Reproduce only the lines below that run from the line with "Task: Where can the embroidered" up to and including the line with "[[174, 107], [51, 110], [245, 98]]", copying each one exactly.

--- Material supplied ---

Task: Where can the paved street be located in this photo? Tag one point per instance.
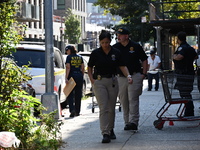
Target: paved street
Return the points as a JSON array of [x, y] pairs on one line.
[[83, 133]]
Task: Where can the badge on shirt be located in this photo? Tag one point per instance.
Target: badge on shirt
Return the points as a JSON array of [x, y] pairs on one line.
[[180, 48], [113, 57], [131, 49]]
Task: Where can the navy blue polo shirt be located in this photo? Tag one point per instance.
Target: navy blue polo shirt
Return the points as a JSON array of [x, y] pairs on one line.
[[185, 66], [75, 62], [133, 54], [105, 64]]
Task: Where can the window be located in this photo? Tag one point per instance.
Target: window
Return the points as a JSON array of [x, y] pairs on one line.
[[61, 4]]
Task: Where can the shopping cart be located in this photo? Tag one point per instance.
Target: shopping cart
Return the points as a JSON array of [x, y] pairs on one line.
[[175, 85]]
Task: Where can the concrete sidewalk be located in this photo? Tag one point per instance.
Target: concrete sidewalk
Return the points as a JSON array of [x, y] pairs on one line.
[[83, 133]]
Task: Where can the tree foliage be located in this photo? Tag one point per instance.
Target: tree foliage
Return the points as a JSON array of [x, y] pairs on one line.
[[15, 104], [72, 28], [131, 12], [182, 10]]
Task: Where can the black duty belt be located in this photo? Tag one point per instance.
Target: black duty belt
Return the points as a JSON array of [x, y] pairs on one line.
[[120, 75], [76, 72]]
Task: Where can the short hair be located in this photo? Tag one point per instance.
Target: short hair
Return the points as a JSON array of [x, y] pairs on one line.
[[181, 36], [105, 34], [72, 48]]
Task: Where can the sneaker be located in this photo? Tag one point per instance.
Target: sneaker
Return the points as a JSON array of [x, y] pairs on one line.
[[131, 126], [106, 138], [112, 135]]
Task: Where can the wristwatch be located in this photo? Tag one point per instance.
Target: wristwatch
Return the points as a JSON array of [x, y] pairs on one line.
[[144, 74], [129, 76]]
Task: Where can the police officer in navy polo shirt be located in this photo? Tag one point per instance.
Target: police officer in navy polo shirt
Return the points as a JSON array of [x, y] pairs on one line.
[[133, 55], [104, 61], [75, 69]]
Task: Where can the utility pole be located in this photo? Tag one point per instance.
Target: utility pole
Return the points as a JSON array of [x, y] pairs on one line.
[[49, 99]]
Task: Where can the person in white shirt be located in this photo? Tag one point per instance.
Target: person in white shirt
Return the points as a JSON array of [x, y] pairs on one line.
[[154, 64]]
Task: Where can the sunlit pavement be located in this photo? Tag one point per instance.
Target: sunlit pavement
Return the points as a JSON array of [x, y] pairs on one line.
[[83, 133]]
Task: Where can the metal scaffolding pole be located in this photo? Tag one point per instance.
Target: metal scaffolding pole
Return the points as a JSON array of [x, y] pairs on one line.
[[158, 36], [49, 99]]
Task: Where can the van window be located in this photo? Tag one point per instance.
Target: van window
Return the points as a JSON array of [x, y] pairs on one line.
[[30, 57], [58, 60]]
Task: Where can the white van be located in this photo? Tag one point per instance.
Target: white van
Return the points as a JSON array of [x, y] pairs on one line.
[[34, 56]]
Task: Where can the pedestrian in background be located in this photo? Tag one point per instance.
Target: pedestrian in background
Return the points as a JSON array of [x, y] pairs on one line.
[[183, 59], [104, 61], [133, 55], [154, 64], [75, 69]]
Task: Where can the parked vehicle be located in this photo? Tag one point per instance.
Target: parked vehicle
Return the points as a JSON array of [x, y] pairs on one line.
[[9, 63], [34, 56]]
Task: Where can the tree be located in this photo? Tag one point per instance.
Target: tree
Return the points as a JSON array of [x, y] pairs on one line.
[[131, 12], [72, 28], [180, 9], [15, 103]]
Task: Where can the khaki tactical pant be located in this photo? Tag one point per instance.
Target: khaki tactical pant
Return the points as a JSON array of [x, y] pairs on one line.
[[129, 97], [106, 91]]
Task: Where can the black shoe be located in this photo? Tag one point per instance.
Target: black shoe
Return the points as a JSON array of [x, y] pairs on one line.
[[106, 138], [72, 114], [112, 135], [188, 114], [130, 126]]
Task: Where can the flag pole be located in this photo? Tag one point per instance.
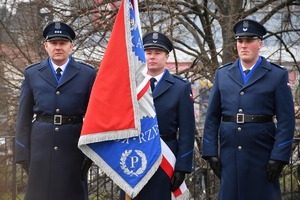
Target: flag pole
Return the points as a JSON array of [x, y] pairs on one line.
[[127, 197]]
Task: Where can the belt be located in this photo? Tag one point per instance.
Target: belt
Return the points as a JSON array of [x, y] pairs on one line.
[[242, 118], [59, 119], [167, 137]]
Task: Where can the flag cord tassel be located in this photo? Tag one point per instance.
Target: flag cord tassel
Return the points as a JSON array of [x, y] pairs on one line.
[[127, 197]]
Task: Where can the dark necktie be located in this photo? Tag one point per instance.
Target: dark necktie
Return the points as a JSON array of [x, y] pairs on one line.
[[152, 81], [247, 71], [58, 73]]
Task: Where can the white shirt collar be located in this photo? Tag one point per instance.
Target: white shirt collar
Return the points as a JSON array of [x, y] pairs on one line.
[[63, 67]]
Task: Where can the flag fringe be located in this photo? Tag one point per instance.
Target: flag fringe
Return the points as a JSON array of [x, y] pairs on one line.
[[106, 136], [184, 196]]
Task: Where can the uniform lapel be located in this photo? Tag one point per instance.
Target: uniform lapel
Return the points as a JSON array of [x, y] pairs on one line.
[[70, 72], [166, 82], [46, 73], [258, 73], [235, 74]]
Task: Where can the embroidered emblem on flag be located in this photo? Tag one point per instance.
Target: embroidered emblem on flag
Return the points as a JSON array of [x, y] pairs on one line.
[[120, 132]]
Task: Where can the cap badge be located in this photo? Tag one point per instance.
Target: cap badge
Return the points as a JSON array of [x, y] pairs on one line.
[[57, 25], [245, 25], [155, 36]]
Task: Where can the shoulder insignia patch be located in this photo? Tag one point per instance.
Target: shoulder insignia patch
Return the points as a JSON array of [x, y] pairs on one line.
[[87, 64], [276, 65], [225, 65], [32, 65], [180, 78]]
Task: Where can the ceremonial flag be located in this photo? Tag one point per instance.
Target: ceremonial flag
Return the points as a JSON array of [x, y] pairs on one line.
[[120, 132]]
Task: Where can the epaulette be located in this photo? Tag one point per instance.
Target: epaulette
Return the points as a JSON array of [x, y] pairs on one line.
[[180, 78], [29, 66], [225, 65], [87, 64], [276, 65]]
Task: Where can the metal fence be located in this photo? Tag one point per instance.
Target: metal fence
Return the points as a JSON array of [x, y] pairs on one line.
[[202, 184]]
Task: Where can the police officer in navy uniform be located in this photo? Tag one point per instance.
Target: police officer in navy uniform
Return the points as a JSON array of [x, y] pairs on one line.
[[174, 107], [51, 110], [245, 98]]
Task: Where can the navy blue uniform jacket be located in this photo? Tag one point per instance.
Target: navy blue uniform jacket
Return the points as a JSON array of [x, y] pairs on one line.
[[175, 113], [245, 149], [55, 160]]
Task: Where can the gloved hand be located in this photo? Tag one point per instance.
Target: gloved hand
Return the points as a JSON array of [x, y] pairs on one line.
[[86, 164], [274, 169], [25, 165], [177, 179], [215, 165]]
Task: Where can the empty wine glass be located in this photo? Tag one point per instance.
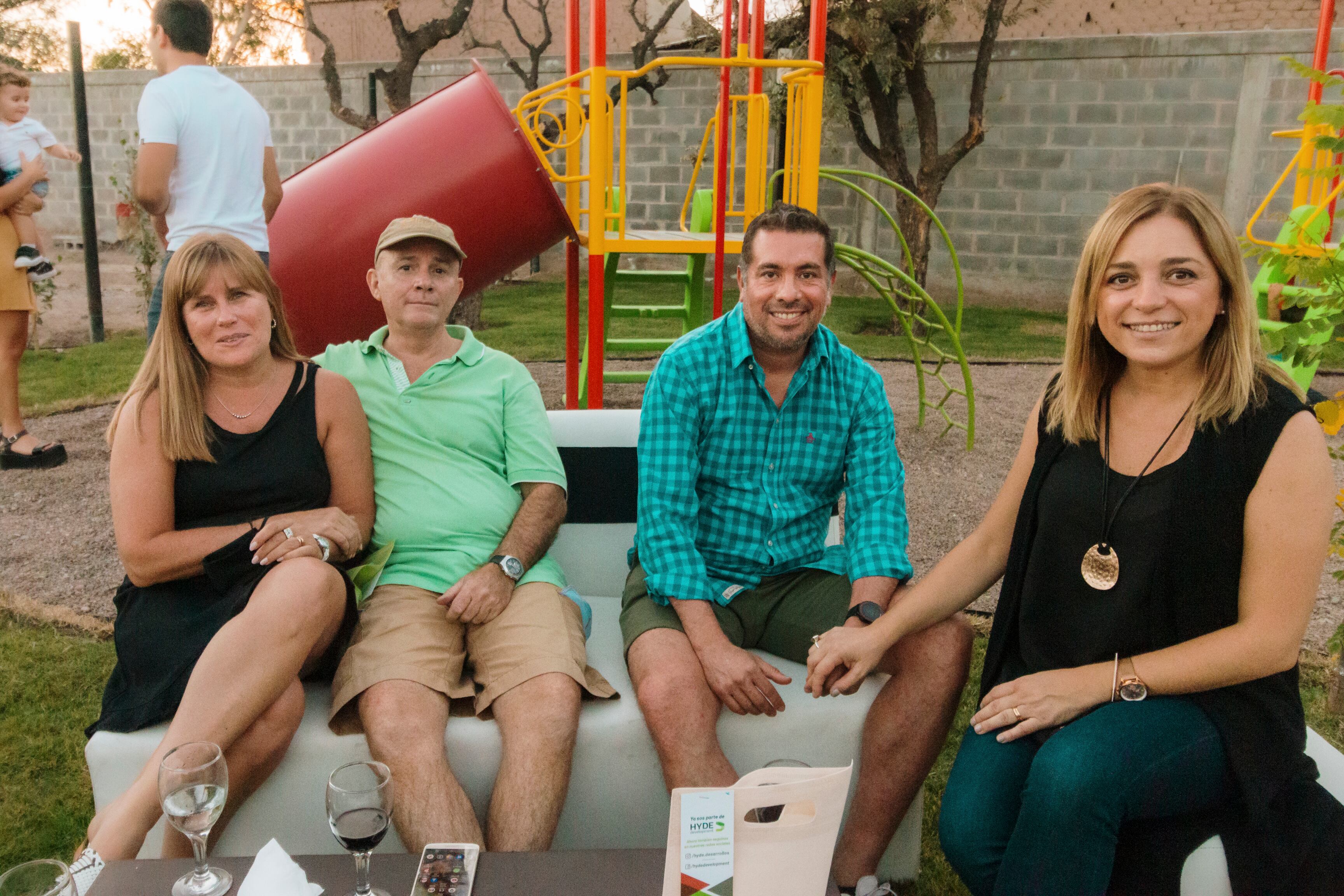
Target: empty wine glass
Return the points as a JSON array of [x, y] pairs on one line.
[[41, 878], [359, 808], [192, 788]]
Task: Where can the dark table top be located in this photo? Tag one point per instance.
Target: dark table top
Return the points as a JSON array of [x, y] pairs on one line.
[[595, 872]]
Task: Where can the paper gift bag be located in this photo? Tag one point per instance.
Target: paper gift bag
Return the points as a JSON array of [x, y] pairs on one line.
[[777, 852]]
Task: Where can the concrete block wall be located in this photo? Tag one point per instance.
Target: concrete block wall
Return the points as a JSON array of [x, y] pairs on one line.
[[1072, 121]]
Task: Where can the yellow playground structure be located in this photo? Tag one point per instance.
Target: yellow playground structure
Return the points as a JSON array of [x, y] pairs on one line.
[[1307, 233], [578, 128]]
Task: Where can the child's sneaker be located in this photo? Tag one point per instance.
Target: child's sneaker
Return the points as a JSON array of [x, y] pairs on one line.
[[41, 272], [27, 257]]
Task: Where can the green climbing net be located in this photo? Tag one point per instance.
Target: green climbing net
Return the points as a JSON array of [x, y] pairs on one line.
[[934, 340]]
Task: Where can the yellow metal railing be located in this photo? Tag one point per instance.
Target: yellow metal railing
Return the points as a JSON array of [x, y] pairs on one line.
[[757, 116], [1312, 187], [556, 119]]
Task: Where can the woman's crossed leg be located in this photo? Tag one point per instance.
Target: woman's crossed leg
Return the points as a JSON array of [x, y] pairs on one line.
[[1020, 819], [244, 695]]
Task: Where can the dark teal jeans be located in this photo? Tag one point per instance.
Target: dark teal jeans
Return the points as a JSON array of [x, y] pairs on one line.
[[1043, 819]]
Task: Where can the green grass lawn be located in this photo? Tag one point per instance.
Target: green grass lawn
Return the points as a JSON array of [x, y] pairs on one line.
[[54, 381], [52, 686]]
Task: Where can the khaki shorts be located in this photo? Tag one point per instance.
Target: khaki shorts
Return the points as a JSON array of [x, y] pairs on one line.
[[404, 633]]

---

Output of the exercise:
Task: Where can the embroidered emblem on flag be located in this photo? Tag one point per instance.
Target: embroidered emblem on flag
Return the points as a JSON array of [x, y] pairs on one line.
[[120, 132]]
Task: Where can the cap badge be located in this photo? Tag one point per instance.
Target: cap badge
Return the points as a JSON array of [x, y] pairs on one line.
[[57, 25], [245, 25], [155, 36]]
Task: Where can the shoulder insignia patch be located in this photo? Tag one point per instance.
Target: shoulder insignia patch
Return the points as a JSON array of [x, y] pairs on one line.
[[87, 64], [276, 65], [225, 65], [32, 65], [180, 78]]
Task: Where can the ceremonial flag be located in this photo? Tag one point per instance.
Target: ceremonial flag
Return the points as a JSON array of [x, y] pairs on one line.
[[120, 132]]
Task: Where can the epaulette be located in this photo? Tag one point per instance.
Target: epaulette
Return the points as a JSON array of [x, y] pairs on one line.
[[180, 78], [29, 66], [225, 65], [87, 64], [276, 65]]
Task: Where can the metal fence be located in this photo? Tag one point per instance.
Target: metal fence
Return the points as a JSON array of [x, y] pairs on one line.
[[202, 184]]
Task: Where can the police officer in navy uniform be located in this photo? Tag one point per instance.
Target: police officer in navy uniform
Return the points as a JSON array of [x, y] pairs on one line.
[[174, 107], [51, 110], [245, 98]]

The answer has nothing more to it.